## Begin STORED ROWS

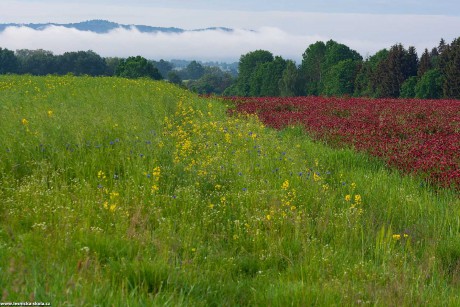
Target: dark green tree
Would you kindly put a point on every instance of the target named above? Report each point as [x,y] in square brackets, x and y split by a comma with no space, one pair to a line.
[265,81]
[450,69]
[174,77]
[137,67]
[312,60]
[399,65]
[112,64]
[408,87]
[164,67]
[8,62]
[214,81]
[194,70]
[425,63]
[247,66]
[339,80]
[291,82]
[367,80]
[430,85]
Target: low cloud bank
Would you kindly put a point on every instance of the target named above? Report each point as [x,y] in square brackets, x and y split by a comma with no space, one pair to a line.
[215,45]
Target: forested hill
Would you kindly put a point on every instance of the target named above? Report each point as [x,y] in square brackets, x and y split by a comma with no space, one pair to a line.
[104,26]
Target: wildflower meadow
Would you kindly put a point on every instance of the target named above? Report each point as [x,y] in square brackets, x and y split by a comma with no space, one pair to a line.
[125,192]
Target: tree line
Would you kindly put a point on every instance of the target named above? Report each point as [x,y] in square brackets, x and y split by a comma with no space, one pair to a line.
[196,77]
[333,69]
[327,68]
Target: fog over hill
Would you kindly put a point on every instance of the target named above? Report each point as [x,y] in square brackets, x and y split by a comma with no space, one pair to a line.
[104,26]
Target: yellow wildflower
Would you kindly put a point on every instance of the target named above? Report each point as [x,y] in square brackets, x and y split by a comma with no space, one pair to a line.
[357,199]
[316,177]
[285,185]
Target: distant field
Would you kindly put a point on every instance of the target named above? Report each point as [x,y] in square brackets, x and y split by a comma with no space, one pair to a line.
[127,193]
[416,136]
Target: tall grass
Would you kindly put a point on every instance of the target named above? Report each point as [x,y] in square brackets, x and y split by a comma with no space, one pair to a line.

## End STORED ROWS

Update the material above by replacing each "wildflower" with "flower" and leaving everything else unchanged. Omit the pictures from your answer.

**RESPONSE**
Target: dark green tree
Would you kindly put a point on every instance of the target named above? Report each point as [x,y] in square brackets, x and y split by a comma with no space, one pair to a line.
[265,81]
[450,69]
[174,77]
[137,67]
[312,60]
[399,65]
[112,64]
[408,87]
[164,67]
[8,62]
[214,81]
[194,70]
[425,63]
[247,66]
[339,80]
[291,82]
[367,80]
[430,85]
Target: low cloud bank
Would you kindly put a point on every instance of the target named above? Report each point as [x,y] in square brackets, x and y split by a comma with no space, one pair to a line.
[215,45]
Target: forested hill
Would you kindly put a point on every instance of the target named above? Report each point as [x,y] in square brackets, x and y split by a comma with no space, one pair to a line.
[104,26]
Target: flower meadow
Would you kindly put a point on every instance of the target named above? Report each point as [x,y] in square brackets, x and y split by a comma with no space, one pair to a line.
[125,192]
Target: tree line
Would you kindly put a point on every instance of the target named above? Report each point as [x,y] in square brackets, x and y split by a comma with no space, one pair to a line.
[196,77]
[333,69]
[327,68]
Target: fog over hill
Would you kindly put a point on every instance of the target named above? Report each point as [x,y] in square brackets, x and y split by a comma with no space, one pair to a line.
[104,26]
Target: yellow flower
Would you kindly put a point on every instance of the target named above? Report each point as [x,y] in square brackets, x and y split by a comma with no space, one pair to a line.
[357,199]
[316,177]
[285,185]
Target: distant field
Would you kindly put a point on every instance of the target named above? Report each point as [x,y] in square brackets, x and y split by a comma with no space, one pair to a line.
[127,193]
[416,136]
Target: tall grass
Would you kindly put a point on every instance of the target named above? Report each point as [x,y] in square brackets, x and y split by a comma with no space, one pair to a line.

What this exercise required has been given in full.